RECORDS Block Start

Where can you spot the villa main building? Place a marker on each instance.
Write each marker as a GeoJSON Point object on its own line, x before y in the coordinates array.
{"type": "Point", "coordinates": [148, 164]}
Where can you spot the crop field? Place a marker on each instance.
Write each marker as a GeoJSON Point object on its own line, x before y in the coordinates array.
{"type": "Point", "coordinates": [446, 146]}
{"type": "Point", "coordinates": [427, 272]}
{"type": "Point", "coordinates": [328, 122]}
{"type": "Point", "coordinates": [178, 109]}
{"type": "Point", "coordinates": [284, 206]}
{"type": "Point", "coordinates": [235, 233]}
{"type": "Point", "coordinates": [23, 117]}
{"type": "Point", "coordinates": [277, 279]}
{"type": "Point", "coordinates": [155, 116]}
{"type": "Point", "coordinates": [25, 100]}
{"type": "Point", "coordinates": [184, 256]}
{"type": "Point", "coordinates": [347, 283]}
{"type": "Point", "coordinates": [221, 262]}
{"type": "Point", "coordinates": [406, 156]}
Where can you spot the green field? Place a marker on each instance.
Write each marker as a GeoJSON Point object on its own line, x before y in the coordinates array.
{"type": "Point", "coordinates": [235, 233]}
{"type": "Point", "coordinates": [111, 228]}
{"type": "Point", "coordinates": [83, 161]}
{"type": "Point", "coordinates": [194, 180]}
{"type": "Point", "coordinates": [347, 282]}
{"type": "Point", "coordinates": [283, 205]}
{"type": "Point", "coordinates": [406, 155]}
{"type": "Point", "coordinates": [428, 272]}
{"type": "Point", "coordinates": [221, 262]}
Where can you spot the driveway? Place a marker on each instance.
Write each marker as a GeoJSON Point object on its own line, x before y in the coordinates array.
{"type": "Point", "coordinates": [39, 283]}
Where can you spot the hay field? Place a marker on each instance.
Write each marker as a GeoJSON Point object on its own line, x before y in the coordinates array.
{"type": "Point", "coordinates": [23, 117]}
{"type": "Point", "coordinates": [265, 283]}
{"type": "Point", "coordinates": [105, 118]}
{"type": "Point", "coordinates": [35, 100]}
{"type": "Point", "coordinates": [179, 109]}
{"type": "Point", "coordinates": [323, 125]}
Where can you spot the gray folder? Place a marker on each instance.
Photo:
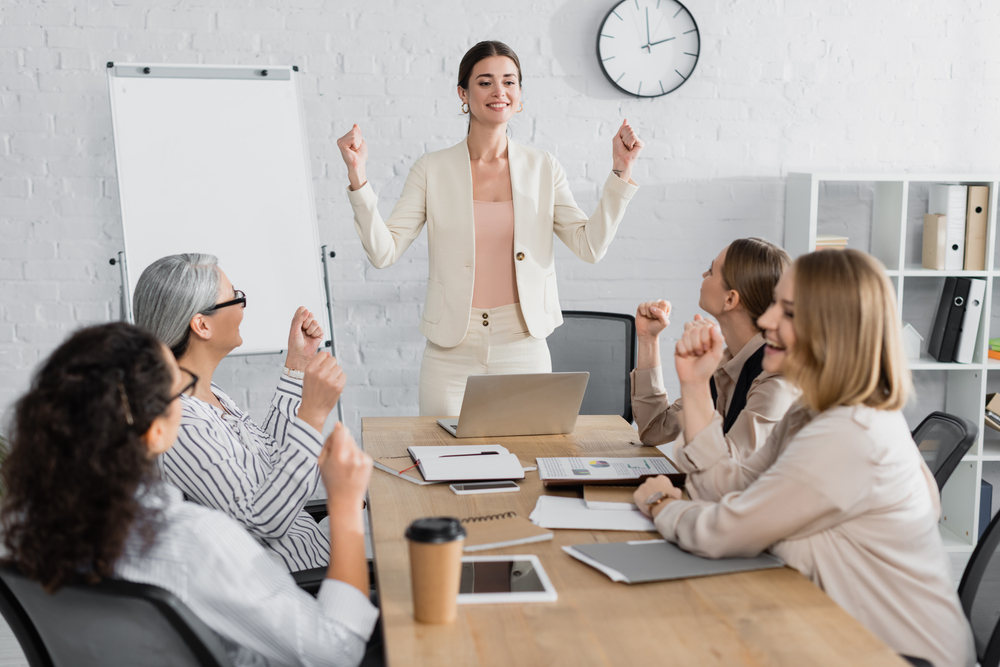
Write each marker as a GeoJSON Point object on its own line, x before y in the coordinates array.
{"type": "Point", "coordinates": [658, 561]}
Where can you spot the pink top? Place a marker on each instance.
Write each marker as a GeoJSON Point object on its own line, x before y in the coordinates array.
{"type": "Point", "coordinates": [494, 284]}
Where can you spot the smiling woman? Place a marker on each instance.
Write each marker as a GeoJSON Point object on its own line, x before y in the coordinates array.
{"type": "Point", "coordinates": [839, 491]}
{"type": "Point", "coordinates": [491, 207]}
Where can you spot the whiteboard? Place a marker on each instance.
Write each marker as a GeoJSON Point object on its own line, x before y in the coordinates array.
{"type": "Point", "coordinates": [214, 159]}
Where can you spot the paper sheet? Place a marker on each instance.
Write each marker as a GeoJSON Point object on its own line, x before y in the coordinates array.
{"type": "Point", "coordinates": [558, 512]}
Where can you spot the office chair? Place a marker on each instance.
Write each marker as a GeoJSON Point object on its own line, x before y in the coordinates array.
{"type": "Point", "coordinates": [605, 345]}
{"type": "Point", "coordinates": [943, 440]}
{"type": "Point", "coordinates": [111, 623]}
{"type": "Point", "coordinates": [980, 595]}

RECORDS Block End

Your whole answer should be one number, the count of lines in the records that hold "Where".

11